■ **TEXT SEGMENT**
|---|
Islamic Banking Comes of Age – But What’s Next?

Events of the last few years have forcefully shown the Muslim world’s resentment of the West’s power, influence and encroachment on its way of life. That power is nowhere more evident than in the finance arena, where Western banks and financial markets dominate but contradict strikingly with traditional Islamic beliefs. Over the past 25 years, however, a non-violent challenge to that dominance has been building.

The change has come from a caravan of Islamic financial institutions and Islamic subsidiaries of major international banks that have steadily expanded their operations. Islamic banking has gone from almost nothing to an industry with assets of hundreds of billions of dollars and half of the consumer market and 10% of the assets under management in countries such as Malaysia. Yet, it has still not emerged as a truly revolutionary force in the financial world. Whether it can make that leap is a crucial question for every Islamic banker. 

 

The Islamic holy book, the Qu’ran, includes a prohibition against charging riba, (excessive) interest, which was common in pre-Islamic Arabian society. For example, a riba rate might double a debt if it cannot be repaid when due, and continue to do so at every payment interval. While different interpretations exist among Islamic scholars and clerics as to how far this injunction against interest payments goes — riba is clearly outdated — most traditional Muslims view the charging or receiving of interest as being against their religion. This would seem to rule out conventional banking practices. But Muslims would still like to save money, keep up with inflation, invest in ways that will offer a steady return and meet other financial needs. In addition, Muslims would also like the companies they own to expand, build new plants and accommodate working capital needs. These contradictory demands of religious belief and economic necessity have provided the impetus to the origin and growth of Islamic banking.    

 

The contradictions were not a big deal when the Middle East and other predominantly Muslim areas were poor. Those desperate or determined enough could use Western banks. But when petro-dollars starting pouring into the Middle East during the 1970s, and local companies and governments planned major capital spending projects, the monopoly on finance held by foreign banks rankled. A school of economic thought began developing that explored new ways of meeting the saving, investing and financing needs of Muslims in a religiously acceptable way.
|---|
■ **GIVEN EXERCISE A**
Could you reproduce the Islamic banking article word for word?
|---|
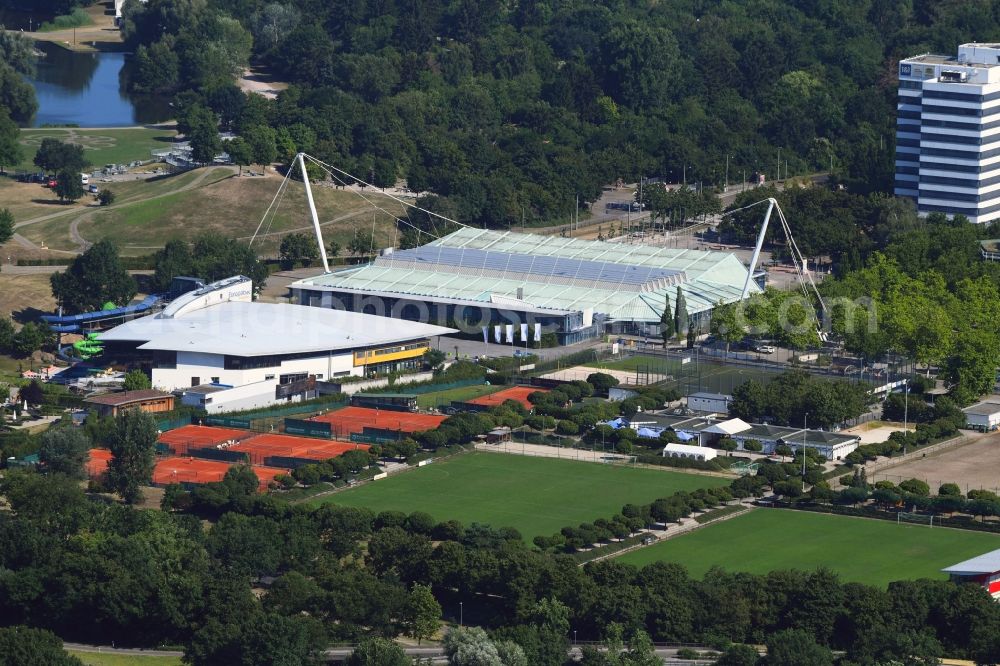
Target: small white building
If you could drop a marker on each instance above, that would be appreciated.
(702, 453)
(619, 393)
(714, 403)
(253, 354)
(984, 416)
|---|
■ **GIVEN EXERCISE B**
Can you write out the listing again with "building" swapped for "house", keeping everything else the same and leaving out the picture?

■ **EXERCISE OUTPUT A**
Islamic Banking Comes of Age – But What’s Next?

Events of the last few years have forcefully shown the Muslim world’s resentment of the West’s power, influence and encroachment on its way of life. That power is nowhere more evident than in the finance arena, where Western banks and financial markets dominate but contradict strikingly with traditional Islamic beliefs. Over the past 25 years, however, a non-violent challenge to that dominance has been building.

The change has come from a caravan of Islamic financial institutions and Islamic subsidiaries of major international banks that have steadily expanded their operations. Islamic banking has gone from almost nothing to an industry with assets of hundreds of billions of dollars and half of the consumer market and 10% of the assets under management in countries such as Malaysia. Yet, it has still not emerged as a truly revolutionary force in the financial world. Whether it can make that leap is a crucial question for every Islamic banker. 

 

The Islamic holy book, the Qu’ran, includes a prohibition against charging riba, (excessive) interest, which was common in pre-Islamic Arabian society. For example, a riba rate might double a debt if it cannot be repaid when due, and continue to do so at every payment interval. While different interpretations exist among Islamic scholars and clerics as to how far this injunction against interest payments goes — riba is clearly outdated — most traditional Muslims view the charging or receiving of interest as being against their religion. This would seem to rule out conventional banking practices. But Muslims would still like to save money, keep up with inflation, invest in ways that will offer a steady return and meet other financial needs. In addition, Muslims would also like the companies they own to expand, build new plants and accommodate working capital needs. These contradictory demands of religious belief and economic necessity have provided the impetus to the origin and growth of Islamic banking.    

 

The contradictions were not a big deal when the Middle East and other predominantly Muslim areas were poor. Those desperate or determined enough could use Western banks. But when petro-dollars starting pouring into the Middle East during the 1970s, and local companies and governments planned major capital spending projects, the monopoly on finance held by foreign banks rankled. A school of economic thought began developing that explored new ways of meeting the saving, investing and financing needs of Muslims in a religiously acceptable way.

■ **EXERCISE OUTPUT B**
Target: small white house
If you could drop a marker on each instance above, that would be appreciated.
(702, 453)
(619, 393)
(714, 403)
(253, 354)
(984, 416)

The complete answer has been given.